------ TEXTE FOURNI ------

C’est un changement de cap passé un peu inaperçu mais qui, s’agissant du Canada, veut dire beaucoup. Dans un pays connu pour avoir l’une des politiques les plus progressistes au monde en matière d’immigration, le gouvernement de Justin Trudeau a récemment annoncé vouloir réduire drastiquement le nombre de travailleurs étrangers temporaires. “C’est le moment d’embaucher des Canadiens”, s’est même fendu le Premier ministre libéral.

Il faut dire que le Canada fait face à une situation économique compliquée. Son taux de chômage a grimpé à 6,6 % en août (contre 5,5 % un an plus tôt) et la hausse de la population (le Canada a connu en 2023 sa croissance démographique la plus élevée depuis 1957, laquelle provient en grande partie de l’immigration permanente ou temporaire) a aggravé la crise du logement et les services publics. Le tout dans un contexte électoral – les législatives auront lieu en 2025 – qui tourne pour l’heure à l’avantage (très net) des conservateurs emmenés par Pierre Poilievre. Sans compter une opinion publique de plus en plus inquiète face à l’afflux de nouveaux étrangers (un sondage de mars 2024 réalisé par l’Institut Metropolis révèle qu’un Canadien sur deux estime qu’il y a trop de nouveaux arrivants, contre un sur cinq un an plus tôt).

------

TÂCHE DEMANDÉE A. Recopiez le passage du texte fourni qui commence par les mots contenant « C’est un changement » et se termine par « Premier ministre libéral. », en y remplaçant « travailleurs étrangers temporaires » par « résidents non permanents ».
TÂCHE DEMANDÉE B. Traduisez en anglais, s'il vous plaît, cette phrase du texte fourni : « Il faut dire que le Canada fait face à une situation économique compliquée. »

------ DONNÉES FOURNIES ------

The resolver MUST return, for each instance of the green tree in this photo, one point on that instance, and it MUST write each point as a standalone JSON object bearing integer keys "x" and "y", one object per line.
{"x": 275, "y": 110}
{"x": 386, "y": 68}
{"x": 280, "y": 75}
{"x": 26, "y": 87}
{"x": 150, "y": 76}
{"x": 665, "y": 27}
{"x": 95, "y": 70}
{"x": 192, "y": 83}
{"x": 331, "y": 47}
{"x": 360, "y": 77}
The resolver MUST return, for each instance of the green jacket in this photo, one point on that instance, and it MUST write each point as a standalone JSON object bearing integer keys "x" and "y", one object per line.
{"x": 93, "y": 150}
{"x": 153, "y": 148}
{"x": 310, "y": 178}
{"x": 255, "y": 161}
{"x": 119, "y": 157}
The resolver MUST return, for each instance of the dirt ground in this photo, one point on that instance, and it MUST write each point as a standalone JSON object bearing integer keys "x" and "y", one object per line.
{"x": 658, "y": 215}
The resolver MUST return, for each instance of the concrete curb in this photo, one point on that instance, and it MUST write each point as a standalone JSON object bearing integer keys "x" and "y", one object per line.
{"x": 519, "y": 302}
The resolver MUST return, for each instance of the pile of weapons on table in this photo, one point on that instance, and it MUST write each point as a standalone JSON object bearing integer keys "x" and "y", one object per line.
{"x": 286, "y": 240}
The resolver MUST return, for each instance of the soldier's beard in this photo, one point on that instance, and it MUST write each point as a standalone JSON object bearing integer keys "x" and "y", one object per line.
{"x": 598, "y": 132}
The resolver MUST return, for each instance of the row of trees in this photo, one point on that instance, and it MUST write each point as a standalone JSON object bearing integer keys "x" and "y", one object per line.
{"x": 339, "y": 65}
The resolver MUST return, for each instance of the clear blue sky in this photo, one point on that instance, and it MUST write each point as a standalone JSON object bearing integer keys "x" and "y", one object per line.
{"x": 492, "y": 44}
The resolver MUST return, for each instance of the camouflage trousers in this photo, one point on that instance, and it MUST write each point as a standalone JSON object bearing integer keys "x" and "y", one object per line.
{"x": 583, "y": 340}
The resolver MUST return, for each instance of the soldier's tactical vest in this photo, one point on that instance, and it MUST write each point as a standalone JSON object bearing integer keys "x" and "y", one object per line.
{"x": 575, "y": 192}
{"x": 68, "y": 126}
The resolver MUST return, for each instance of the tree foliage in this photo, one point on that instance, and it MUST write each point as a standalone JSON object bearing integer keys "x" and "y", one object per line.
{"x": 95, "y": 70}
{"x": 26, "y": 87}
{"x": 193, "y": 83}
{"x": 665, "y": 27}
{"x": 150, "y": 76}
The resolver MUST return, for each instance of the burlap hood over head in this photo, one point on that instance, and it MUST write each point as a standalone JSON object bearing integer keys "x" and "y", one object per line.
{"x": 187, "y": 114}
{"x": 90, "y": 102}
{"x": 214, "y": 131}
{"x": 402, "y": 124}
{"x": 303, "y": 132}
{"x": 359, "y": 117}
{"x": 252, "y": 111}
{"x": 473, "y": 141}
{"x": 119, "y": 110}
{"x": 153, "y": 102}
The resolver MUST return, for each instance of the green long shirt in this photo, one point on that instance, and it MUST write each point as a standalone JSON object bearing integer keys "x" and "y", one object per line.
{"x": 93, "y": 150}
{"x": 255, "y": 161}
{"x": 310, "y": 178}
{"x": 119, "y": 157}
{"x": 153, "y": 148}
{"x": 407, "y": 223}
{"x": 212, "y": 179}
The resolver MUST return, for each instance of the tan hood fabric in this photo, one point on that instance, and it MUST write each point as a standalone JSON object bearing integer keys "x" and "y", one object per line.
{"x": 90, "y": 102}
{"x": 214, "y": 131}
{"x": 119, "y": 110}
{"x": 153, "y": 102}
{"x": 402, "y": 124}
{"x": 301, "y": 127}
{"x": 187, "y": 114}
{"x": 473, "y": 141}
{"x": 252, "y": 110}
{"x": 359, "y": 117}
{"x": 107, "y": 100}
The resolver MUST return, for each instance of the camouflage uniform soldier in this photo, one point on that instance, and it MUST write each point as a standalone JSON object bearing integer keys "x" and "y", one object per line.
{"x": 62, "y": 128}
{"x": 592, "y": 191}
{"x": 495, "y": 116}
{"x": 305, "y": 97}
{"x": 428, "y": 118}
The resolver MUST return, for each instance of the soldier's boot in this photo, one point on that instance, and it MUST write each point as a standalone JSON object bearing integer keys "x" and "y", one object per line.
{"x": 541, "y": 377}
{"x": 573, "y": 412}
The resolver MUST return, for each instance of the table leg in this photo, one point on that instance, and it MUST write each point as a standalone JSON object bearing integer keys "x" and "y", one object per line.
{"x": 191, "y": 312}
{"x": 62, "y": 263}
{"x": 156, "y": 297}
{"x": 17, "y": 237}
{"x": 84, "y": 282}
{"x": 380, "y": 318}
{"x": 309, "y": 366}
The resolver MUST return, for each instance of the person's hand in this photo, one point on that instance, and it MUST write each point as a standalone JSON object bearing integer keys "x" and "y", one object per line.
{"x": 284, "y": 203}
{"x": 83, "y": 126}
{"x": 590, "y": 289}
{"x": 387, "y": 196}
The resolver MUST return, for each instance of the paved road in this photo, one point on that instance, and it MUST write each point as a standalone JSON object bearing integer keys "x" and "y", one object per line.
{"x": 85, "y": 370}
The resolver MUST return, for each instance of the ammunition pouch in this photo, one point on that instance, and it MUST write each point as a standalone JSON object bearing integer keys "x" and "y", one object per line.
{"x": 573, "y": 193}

------
------ DONNÉES FOURNIES ------

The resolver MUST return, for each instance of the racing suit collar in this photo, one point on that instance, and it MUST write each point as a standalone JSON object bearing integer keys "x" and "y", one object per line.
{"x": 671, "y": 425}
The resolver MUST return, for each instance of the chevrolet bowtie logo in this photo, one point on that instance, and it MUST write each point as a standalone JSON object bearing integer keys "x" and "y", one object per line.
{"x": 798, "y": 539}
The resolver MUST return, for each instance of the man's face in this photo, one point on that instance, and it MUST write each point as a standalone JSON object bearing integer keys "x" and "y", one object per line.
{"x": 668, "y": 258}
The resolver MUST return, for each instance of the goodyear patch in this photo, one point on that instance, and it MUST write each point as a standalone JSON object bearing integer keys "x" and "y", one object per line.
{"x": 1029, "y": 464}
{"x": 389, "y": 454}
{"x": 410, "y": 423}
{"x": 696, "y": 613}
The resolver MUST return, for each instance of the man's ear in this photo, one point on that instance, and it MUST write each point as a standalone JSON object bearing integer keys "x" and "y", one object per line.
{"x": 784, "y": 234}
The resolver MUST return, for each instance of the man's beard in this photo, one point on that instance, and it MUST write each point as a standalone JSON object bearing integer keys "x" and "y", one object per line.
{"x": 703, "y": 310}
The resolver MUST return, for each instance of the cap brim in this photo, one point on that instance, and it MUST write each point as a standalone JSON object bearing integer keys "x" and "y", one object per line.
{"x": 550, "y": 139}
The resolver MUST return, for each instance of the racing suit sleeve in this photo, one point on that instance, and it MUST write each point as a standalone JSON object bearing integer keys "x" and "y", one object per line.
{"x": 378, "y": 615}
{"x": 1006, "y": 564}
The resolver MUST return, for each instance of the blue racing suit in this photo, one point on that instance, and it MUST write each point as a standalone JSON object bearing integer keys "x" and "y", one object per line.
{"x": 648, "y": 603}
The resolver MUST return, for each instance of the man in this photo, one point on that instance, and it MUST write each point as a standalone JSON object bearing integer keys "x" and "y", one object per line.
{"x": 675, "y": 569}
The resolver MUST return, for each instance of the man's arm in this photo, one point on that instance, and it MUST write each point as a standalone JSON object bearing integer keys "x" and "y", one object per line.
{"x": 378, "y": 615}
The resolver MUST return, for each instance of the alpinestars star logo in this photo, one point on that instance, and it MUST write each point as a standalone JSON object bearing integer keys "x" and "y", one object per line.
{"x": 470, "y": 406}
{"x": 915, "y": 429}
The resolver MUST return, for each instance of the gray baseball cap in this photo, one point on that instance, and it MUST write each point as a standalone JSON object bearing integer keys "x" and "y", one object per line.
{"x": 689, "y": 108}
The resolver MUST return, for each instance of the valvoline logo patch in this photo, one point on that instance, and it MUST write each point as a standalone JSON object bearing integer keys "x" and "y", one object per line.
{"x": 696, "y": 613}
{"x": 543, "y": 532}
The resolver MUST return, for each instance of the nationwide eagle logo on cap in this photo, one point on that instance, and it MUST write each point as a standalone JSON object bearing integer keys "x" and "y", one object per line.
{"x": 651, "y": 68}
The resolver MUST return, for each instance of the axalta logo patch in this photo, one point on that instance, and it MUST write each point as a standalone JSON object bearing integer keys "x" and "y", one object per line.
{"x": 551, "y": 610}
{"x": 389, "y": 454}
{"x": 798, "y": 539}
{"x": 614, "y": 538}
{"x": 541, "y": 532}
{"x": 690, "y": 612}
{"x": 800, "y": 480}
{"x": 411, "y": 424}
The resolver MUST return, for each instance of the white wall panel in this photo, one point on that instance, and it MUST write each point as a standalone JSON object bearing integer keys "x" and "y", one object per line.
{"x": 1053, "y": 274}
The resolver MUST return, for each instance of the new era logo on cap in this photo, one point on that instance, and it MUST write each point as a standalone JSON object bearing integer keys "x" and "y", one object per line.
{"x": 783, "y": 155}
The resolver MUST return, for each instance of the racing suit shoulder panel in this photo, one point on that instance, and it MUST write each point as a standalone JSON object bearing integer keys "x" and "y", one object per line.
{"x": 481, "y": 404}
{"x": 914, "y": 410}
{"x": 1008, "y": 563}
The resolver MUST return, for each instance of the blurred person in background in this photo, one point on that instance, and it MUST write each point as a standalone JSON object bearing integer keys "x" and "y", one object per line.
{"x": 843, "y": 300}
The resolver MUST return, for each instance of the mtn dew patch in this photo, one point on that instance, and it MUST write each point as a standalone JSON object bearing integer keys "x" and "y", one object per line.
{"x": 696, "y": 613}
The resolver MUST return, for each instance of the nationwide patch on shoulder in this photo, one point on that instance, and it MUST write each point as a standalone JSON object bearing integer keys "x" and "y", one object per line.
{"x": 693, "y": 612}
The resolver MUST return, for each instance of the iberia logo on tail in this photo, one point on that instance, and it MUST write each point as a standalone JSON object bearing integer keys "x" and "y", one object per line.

------

RÉSULTAT DE L'EXERCICE A.
C’est un changement de cap passé un peu inaperçu mais qui, s’agissant du Canada, veut dire beaucoup. Dans un pays connu pour avoir l’une des politiques les plus progressistes au monde en matière d’immigration, le gouvernement de Justin Trudeau a récemment annoncé vouloir réduire drastiquement le nombre de résidents non permanents. “C’est le moment d’embaucher des Canadiens”, s’est même fendu le Premier ministre libéral.

RÉSULTAT DE L'EXERCICE B. It must be said that Canada is facing a complicated economic situation.